• **GOAL**: Can you rewrite the records from the line containing "Front: indicate one pin on every instance of the child" through the end of the records, both included, replacing "child" with "toddler" and leaving everything else unchanged?

• **EXTRACTED INFORMATION**:
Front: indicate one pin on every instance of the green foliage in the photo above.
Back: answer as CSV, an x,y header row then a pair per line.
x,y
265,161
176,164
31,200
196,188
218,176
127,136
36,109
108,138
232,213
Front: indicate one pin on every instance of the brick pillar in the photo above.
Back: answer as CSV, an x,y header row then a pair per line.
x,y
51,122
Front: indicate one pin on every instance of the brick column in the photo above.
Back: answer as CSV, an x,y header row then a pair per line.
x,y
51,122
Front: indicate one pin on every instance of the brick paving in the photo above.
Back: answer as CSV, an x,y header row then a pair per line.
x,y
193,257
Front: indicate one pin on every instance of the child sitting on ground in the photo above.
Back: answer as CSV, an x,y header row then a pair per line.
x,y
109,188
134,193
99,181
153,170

• **SOLVED PROBLEM**:
Front: indicate one pin on every instance of the toddler sitting on ground in the photo above.
Back: answer as CSV, an x,y header row then a pair per line.
x,y
109,188
134,193
99,181
153,170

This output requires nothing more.